-- start of Data shown --

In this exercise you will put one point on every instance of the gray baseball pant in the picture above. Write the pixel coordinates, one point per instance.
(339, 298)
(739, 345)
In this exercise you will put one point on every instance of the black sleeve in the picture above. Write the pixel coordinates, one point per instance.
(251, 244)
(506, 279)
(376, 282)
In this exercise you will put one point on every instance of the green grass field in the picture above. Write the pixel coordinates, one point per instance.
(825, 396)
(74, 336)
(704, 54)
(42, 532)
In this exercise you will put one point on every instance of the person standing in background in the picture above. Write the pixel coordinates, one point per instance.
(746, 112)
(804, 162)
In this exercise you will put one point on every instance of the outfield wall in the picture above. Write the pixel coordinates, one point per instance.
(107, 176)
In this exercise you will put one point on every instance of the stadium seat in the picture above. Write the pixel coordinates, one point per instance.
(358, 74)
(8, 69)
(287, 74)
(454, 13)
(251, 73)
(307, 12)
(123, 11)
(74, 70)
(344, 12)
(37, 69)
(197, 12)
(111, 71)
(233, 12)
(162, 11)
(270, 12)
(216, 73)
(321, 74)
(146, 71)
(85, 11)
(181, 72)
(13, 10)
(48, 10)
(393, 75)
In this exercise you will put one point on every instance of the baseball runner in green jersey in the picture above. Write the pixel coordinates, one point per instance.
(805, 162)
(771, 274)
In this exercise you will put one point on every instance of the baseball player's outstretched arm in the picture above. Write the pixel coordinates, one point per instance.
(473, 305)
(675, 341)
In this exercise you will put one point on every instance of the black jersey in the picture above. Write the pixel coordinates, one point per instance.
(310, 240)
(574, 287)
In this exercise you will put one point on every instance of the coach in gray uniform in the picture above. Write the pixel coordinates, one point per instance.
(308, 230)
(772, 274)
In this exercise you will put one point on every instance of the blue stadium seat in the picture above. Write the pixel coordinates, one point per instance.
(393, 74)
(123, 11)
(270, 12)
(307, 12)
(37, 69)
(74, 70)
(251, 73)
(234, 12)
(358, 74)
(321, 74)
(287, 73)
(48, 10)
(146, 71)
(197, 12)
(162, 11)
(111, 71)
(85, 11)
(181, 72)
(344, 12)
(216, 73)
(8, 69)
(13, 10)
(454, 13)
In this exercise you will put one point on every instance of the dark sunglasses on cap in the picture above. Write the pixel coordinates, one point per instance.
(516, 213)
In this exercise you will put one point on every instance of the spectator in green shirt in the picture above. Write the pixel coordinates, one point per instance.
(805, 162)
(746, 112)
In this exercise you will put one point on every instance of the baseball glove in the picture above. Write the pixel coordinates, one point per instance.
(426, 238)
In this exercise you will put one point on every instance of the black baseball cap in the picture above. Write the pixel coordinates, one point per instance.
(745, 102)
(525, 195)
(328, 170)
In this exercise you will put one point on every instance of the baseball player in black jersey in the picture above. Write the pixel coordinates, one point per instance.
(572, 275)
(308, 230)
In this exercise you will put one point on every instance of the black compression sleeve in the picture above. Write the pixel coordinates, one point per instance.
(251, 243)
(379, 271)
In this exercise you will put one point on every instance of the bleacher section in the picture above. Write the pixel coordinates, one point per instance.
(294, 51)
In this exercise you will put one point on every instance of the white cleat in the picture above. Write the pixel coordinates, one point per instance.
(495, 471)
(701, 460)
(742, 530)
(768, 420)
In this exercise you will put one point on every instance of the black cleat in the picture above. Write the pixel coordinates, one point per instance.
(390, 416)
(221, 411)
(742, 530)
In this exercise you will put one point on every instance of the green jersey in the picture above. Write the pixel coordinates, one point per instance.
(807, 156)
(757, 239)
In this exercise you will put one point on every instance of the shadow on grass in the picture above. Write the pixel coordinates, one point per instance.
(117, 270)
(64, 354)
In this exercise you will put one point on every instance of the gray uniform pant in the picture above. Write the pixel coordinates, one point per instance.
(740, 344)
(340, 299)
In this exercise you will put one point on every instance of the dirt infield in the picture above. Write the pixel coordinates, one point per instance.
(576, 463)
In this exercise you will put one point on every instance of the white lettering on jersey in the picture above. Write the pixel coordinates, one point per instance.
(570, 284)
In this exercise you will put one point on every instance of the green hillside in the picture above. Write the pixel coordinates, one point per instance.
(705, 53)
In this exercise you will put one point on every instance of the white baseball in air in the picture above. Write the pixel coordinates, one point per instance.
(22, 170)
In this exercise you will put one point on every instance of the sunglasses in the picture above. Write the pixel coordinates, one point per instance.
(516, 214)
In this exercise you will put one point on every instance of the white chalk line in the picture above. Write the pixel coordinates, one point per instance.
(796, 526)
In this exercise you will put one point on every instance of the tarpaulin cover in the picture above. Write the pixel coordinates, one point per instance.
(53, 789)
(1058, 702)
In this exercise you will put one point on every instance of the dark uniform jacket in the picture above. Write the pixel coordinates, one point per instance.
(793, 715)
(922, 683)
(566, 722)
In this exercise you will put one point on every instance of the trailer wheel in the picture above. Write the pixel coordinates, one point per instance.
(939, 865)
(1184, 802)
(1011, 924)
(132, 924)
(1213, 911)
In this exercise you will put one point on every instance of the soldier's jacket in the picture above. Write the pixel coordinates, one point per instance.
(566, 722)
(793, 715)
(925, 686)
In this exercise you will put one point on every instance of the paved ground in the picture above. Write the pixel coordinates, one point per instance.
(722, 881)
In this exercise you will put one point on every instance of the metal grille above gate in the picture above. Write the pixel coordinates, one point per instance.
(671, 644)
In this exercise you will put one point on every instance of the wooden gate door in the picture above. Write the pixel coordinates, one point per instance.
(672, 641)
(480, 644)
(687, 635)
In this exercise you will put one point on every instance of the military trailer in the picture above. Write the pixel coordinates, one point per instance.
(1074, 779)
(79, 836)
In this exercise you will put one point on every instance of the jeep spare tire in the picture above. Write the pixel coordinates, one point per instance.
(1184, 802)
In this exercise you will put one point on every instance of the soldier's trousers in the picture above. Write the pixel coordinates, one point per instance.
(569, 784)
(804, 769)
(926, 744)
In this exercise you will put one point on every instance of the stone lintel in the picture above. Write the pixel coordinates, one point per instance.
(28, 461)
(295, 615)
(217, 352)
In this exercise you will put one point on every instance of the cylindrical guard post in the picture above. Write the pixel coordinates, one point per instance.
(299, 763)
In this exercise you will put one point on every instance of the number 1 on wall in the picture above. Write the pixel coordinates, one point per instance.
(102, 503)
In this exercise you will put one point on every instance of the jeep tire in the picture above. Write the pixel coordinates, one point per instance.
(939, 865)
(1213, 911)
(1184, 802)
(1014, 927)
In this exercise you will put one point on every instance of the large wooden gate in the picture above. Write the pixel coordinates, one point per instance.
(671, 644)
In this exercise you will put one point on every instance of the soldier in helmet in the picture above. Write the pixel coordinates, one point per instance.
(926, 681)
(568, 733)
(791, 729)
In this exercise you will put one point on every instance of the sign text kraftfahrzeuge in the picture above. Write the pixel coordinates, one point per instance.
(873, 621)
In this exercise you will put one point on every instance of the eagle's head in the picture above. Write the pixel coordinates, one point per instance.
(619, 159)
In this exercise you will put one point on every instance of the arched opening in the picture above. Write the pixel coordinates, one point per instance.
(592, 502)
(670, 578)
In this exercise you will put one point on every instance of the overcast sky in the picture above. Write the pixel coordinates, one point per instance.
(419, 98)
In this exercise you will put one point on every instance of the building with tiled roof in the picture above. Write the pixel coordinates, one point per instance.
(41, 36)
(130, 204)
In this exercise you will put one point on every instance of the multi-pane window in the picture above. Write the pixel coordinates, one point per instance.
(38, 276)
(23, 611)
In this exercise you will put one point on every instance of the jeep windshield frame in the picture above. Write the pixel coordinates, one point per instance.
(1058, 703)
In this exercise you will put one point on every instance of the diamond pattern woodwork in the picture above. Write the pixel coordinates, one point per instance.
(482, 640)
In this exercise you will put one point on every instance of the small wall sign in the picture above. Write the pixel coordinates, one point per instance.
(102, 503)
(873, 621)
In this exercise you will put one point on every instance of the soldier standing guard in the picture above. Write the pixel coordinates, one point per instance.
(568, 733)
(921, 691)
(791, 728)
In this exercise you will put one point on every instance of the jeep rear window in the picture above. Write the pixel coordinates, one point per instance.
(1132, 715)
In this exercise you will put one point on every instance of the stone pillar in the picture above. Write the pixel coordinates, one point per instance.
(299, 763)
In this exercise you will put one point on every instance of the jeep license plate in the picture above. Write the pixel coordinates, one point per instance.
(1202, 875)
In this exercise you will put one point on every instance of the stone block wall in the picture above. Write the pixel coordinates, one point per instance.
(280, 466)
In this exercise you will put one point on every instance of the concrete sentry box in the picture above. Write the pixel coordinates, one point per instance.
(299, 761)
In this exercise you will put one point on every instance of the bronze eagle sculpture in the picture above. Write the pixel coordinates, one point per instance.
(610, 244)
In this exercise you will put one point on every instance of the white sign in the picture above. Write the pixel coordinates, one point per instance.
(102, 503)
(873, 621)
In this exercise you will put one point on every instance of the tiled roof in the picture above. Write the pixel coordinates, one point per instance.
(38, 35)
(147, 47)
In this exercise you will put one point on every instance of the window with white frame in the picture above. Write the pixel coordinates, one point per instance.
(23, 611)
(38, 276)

-- end of Data shown --

» Exercise prompt: Word for word, quote the lines from the line containing "of the small" through the end of the material, both included, and nothing else.

» Final result:
In this exercise you will put one point on every instance of the small wall sign in the picture above. Write the pixel coordinates, one point per instance.
(102, 503)
(873, 621)
In this exercise you will put one point on every instance of the soldier standing guard in the picture above. Write the pixel coordinates, one point per instance.
(568, 733)
(921, 691)
(791, 728)
In this exercise you will put one point on every instance of the jeep rear window in the picture above. Write the pixel coordinates, one point per instance.
(1132, 715)
In this exercise you will put one point on every instance of the stone pillar in the picture above. Write the pixel coordinates, one point per instance.
(299, 763)
In this exercise you will put one point on every instance of the jeep license plate in the picture above. Write the pixel coordinates, one point per instance.
(1202, 875)
In this exercise you will put one point on every instance of the stone block wall in the picture above. Write the pixel coordinates, one point per instance.
(280, 466)
In this exercise you will put one point on every instance of the concrete sentry box in the picture above. Write the pixel coordinates, one point per instance.
(299, 761)
In this exercise you will put one point on every instance of the bronze eagle sculpture in the picture above. Write the pixel coordinates, one point per instance.
(610, 244)
In this exercise you will put one point on every instance of the white sign in the picture above. Write the pixel coordinates, one point per instance.
(102, 503)
(873, 621)
In this exercise you will put one point on every instance of the tiled roof in the picture above. Write the pixel coordinates, one point per instance.
(38, 35)
(147, 47)
In this exercise you will put one point on every instance of the window with white frame in the picture above. Write the pixel coordinates, one point per instance.
(23, 611)
(38, 276)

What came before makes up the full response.